** Start Source records **
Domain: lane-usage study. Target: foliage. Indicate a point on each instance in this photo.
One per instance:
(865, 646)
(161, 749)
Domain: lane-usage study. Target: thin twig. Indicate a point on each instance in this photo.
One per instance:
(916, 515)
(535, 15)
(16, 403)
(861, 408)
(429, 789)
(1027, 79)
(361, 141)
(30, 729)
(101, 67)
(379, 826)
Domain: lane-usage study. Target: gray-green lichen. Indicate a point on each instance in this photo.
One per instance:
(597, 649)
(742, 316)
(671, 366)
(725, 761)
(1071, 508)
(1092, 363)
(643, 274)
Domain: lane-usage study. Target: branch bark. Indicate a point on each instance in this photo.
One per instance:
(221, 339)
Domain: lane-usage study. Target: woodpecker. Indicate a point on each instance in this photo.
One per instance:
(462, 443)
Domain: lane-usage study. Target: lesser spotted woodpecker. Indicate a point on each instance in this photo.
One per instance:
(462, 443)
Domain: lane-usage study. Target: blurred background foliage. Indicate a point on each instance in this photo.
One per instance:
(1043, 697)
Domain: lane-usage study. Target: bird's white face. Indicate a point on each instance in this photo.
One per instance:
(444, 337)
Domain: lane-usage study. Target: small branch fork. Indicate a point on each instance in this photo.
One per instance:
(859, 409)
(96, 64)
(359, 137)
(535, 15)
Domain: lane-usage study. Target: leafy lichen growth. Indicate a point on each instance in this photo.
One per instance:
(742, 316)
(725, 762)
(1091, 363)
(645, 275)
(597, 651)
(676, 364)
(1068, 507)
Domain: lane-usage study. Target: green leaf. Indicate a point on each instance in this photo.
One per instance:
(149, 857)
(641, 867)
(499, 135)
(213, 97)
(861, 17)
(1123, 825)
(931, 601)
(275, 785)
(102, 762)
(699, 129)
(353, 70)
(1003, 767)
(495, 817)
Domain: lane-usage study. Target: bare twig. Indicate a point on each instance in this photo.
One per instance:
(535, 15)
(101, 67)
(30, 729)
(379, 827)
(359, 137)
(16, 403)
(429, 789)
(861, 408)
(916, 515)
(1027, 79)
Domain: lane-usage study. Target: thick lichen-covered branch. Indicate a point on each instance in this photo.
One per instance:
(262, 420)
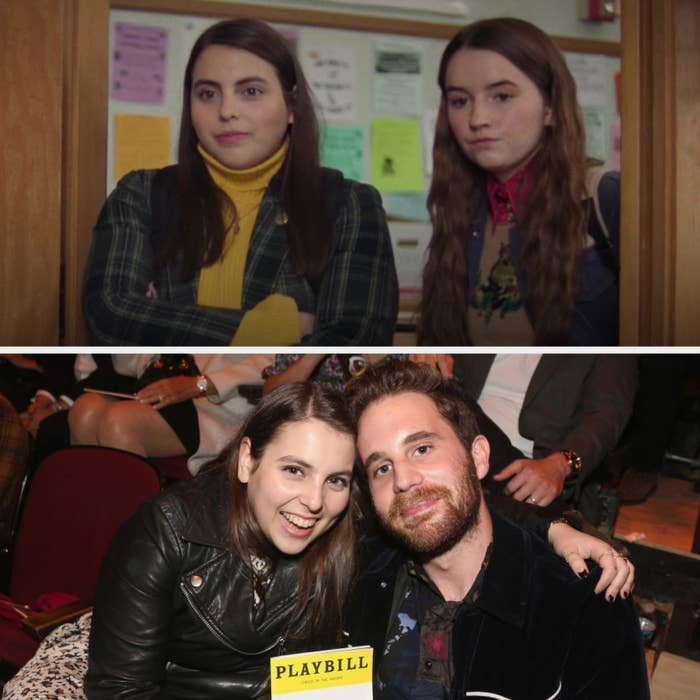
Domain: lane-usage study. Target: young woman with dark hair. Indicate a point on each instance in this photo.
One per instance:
(250, 559)
(518, 254)
(247, 240)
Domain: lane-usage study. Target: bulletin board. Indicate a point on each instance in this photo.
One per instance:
(375, 84)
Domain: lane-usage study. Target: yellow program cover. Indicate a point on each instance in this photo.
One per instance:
(330, 674)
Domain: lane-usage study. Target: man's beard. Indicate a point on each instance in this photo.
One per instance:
(430, 536)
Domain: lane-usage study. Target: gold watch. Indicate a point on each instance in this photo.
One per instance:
(574, 461)
(202, 385)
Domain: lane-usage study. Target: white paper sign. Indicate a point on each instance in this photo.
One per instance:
(332, 75)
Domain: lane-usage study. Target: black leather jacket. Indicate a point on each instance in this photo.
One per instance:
(174, 614)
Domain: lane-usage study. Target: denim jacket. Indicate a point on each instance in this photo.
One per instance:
(595, 320)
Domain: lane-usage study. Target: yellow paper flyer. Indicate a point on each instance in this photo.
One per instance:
(331, 674)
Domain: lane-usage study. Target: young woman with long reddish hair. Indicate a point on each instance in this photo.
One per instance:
(517, 255)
** End Source records **
### What you have to do
Please turn everything from the line containing "Domain: lane-usage study. Target: young woman with long" down to the end of the items into a numbered list, leaving out any blank lines.

### The result
1. Domain: lane-usage study. Target: young woman with long reddish hair. Indicate a point on each instance in this photo.
2. One per instance:
3. (517, 255)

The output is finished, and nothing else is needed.